Subject: Re: Multiprocessor with NetBSD ?
To: None <firstname.lastname@example.org, email@example.com>
From: John Kohl <firstname.lastname@example.org>
Date: 06/03/2001 15:42:55
>>>>> "JT" == Jason R Thorpe <email@example.com> writes:
>>>>> "EF" == Erik Fair <firstname.lastname@example.org> writes:
EF> So far as I can tell, no one in the open-source OS world has SMP
EF> going yet. Some have a form of MP working, and are being very loose
EF> with the term "Symmetric Multiprocessing" in the furtherance of their
JT> So, "symmetric multiprocessing", as I have always understood the term,
JT> simply refers to the ability for all processors to run general kernel
JT> code, not necessarily concurrently. Please correct me if I am simply
JT> confused on this point :-)
I have understood it to mean something more. Asymmetric multiprocessing
is when there are multiple CPUs but they aren't all equal. Typically
that means that any of them can run user-level code, but kernel calls
all get funneled to some master CPU.
Symmetric MP to me means that _all_ the kernel code can run on all
processors (including interrupt handling, assuming that it's possible
for the hardware to handle interrupts on all processors--my
understanding is that some HW designs don't let you do this).

● **YOUR GOAL**
In the mailing-list reply about multiprocessing, why does the final paragraph add the condition "assuming that it's possible for the hardware to handle interrupts on all processors"? Answer in one to three sentences.

● **RECORDED DATA**
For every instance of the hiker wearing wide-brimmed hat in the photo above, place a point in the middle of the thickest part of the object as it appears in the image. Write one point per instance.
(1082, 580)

● **SOLUTION BELOW**
The reply includes interrupt handling in what all processors should do under symmetric multiprocessing. It adds the condition because, as the reply understands it, some hardware designs don't allow interrupts to be handled on all processors.